[BACAAN]:
****************

Memang untuk semetara waktu metode pendekatan ilmiah masih sangat tabu bagi kalangan masyarakat umumnya. Namum bagi kalangan masyarakat terdidik pendekatan ilmiah adalah sesuatu yang harus diupayakan setiap saat dalam menelaah berbagai persoalan. Oleh karena itu terhadap pemikiran Bung Karno baru kalangan Pengurus Tinggi saja yang dengan seksama, melalui berbagai penulisan skripsi sehingga disertai menggunakan metode ilmiah. Sudah saatnya kita melangkah ke depan dengan menggunakan metode ilmiah populer untuk mempelajari pemikiran Bung Karno, sehingga hasil studi kita bisa kita permasalahkan di pelbagai media massa. Dengan demikian tidak menutup kemungkinan akan terjadi dialog dan satu polemik diantara kita. Hal itu sangat baik demi pemahaman dan pengertian yang obyektif terhadap pemikiran Bung Karno.

****************

[CUPLIKAN DATA]:
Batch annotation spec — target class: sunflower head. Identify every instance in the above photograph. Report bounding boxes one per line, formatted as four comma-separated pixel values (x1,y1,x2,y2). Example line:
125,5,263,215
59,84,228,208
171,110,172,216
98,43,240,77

****************

[SOAL LATIHAN]:
(1) Salin ulang semua entri data di atas baris demi baris tanpa mengubah apa pun.
(2) Teruskan bacaan tentang pendekatan ilmiah terhadap pemikiran Bung Karno setelah kalimat terakhirnya.
Bacaan dan entri data tidak saling berhubungan.

[HASIL AKHIR]:
(1)
Batch annotation spec — target class: sunflower head. Identify every instance in the above photograph. Report bounding boxes one per line, formatted as four comma-separated pixel values (x1,y1,x2,y2). Example line:
125,5,263,215
59,84,228,208
171,110,172,216
98,43,240,77

(2)
Sesungguhnya disamping penghayatannya yang tuntas akan nasib rakyat dan bangsanya yang terjajah, pergulatan pemikirannya yang panjang dan tak jarang terlibat polemik yang tajam, maka Bung Karno juga berhasil melahirkan gagasan-gagasan pemikiran yang mendasar, orisinil dan berkuavisioner. Bukan mustahil dengan polemik pula justru kita akan melihat lebih jelas relevansi pemikiran Bung Karno. Sayangnya polemik-polemik seputar Bung Karno belakangan ini cenderung berlangsung pada dataran suka atau tidak suka, bukan pada dataran pengkajian pemikirannya dan sejauh mana relevansinya bagi kehidupan kekinian. Somoga tanggapan saya ini menjadi bahan renungan sahabat TM dan generasi muda lainnya yang mempunyai hak yang sama.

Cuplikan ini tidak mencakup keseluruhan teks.